* _Passage provided_:
— start —

He graduated from the Malmö Theatre Academy in 2007.

==Career==

===Theatre===
Since graduating from Malmö Theatre Academy, Spira has appeared in several plays. He played Mowgli in Rudyard Kiplings The Jungle Book at Länsteatern in Västerås, Sweden. He later appeared in Lejonets unge at Länsteaten in Örebro. Since 2009, he has been part of the cast of The Brothers Lionheart at the Stockholm City Theatre where he plays the secondary lead character Jonathan.

===Film===
Spira made his movie debut in the 2009 short film Travemünde Trelleborg. His first appearance in a feature film was in the 2010 movie Snabba cash (English translation "Easy Money") by Swedish director Daniel Espinosa, based on the 2006 book of the same name by author Jens Lapidus.

===Television===
Spira appeared in the SVT produced Children's television series Barda in 2007.
He also appeared in the SVT series Anno 1790 as one of the main characters. In 2013 he appeared in Crimes of Passion.

Spira starred in the three seasons of the drama Thicker Than Water (Tjockare än vatten) in 2014, 2016 and 2020, alongside Björn Bengtsson, Aliette Opheim and Jessica Grabowsky.

— end —

* _Prompt a_:
In the passage on Spira's career, which character does he play in The Brothers Lionheart at the Stockholm City Theatre?

Location labeling records

— start —

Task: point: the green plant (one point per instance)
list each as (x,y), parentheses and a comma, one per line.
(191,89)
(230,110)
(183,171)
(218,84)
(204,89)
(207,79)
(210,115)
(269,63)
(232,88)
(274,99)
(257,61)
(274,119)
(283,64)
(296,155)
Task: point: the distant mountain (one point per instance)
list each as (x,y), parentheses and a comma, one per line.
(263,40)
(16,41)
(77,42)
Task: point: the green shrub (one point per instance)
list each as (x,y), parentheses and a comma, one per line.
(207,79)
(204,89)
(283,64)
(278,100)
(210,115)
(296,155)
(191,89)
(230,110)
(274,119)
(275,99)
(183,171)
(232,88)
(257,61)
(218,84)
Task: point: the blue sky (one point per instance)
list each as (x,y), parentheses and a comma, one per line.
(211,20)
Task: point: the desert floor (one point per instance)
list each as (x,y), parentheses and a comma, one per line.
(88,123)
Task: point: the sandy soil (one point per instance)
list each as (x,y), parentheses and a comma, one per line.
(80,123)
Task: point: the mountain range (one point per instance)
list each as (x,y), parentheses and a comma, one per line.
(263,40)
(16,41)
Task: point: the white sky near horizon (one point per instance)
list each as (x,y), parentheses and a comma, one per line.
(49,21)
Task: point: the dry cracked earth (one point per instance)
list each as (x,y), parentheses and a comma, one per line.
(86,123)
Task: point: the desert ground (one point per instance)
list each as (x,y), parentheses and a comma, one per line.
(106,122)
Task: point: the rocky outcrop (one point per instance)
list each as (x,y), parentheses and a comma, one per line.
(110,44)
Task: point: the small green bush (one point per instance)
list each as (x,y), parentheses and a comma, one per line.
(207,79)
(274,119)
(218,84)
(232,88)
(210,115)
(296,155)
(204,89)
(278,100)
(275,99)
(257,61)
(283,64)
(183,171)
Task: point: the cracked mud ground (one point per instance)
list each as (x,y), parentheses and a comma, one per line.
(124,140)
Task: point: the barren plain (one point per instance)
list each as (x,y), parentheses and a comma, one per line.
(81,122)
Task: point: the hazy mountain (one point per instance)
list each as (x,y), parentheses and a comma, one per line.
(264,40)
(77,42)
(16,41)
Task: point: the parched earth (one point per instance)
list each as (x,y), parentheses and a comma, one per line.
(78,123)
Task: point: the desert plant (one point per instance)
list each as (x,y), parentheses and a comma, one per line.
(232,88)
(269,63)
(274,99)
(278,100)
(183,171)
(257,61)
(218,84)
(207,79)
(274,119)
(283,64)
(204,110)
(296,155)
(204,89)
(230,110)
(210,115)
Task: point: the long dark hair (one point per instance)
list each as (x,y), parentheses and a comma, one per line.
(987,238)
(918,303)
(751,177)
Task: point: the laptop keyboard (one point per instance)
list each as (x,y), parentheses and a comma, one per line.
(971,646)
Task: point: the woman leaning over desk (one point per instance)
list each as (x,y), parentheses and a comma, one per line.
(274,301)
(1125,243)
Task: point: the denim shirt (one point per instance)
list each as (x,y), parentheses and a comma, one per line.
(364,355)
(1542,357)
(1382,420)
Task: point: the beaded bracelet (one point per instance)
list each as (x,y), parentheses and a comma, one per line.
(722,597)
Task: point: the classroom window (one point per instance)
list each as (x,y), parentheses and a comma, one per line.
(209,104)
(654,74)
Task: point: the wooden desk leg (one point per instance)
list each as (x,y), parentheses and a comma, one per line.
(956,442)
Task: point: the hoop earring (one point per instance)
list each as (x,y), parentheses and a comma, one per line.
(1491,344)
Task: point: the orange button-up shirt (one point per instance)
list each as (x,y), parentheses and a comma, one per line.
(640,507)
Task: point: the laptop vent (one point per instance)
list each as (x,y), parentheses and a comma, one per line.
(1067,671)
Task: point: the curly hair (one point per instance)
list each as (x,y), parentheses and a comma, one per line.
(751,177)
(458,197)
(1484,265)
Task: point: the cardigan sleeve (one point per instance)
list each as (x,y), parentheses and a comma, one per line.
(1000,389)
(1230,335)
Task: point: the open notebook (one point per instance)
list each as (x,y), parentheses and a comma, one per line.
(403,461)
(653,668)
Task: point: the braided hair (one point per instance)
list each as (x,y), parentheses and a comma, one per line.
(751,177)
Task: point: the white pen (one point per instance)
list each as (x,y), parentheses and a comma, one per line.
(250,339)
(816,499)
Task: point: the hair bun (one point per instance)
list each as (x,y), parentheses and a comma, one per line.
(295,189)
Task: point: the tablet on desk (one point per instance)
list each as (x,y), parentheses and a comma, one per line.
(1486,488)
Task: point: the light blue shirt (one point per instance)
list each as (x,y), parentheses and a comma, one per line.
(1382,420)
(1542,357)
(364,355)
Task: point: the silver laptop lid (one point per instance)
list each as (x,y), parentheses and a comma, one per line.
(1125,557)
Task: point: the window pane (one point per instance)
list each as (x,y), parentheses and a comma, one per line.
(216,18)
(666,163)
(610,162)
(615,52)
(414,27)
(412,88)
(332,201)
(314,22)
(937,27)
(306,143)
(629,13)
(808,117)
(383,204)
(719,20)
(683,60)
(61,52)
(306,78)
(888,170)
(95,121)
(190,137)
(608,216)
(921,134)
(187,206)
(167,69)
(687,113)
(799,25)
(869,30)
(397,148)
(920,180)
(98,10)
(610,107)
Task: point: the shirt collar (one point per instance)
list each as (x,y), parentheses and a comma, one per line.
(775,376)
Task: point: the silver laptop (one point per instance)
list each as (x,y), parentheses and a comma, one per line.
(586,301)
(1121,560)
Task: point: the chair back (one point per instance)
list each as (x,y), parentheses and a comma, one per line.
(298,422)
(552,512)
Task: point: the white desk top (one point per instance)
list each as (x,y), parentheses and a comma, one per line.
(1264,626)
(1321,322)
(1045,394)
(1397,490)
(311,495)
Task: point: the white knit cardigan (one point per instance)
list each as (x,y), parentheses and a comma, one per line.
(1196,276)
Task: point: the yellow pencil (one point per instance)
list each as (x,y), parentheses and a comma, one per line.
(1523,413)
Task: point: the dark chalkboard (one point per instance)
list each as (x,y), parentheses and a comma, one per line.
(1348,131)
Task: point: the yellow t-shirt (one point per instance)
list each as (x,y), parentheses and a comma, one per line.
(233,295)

— end —

* _Prompt b_:
Rewrite the records from the line containing "Task: point: the yellow pencil" through the last line of the records, changing "yellow" to "orange" wherever it occurs and leaving everything else unchanged.

* _Complete answer a_:
Jonathan, the secondary lead character.

* _Complete answer b_:
Task: point: the orange pencil (one point per instance)
list each as (x,y), parentheses and a comma, one per line.
(1523,413)
Task: point: the dark chalkboard (one point per instance)
list each as (x,y), parentheses and a comma, one per line.
(1348,131)
Task: point: the orange t-shirt (one point per instance)
list each as (x,y), parentheses and a comma, one per line.
(233,295)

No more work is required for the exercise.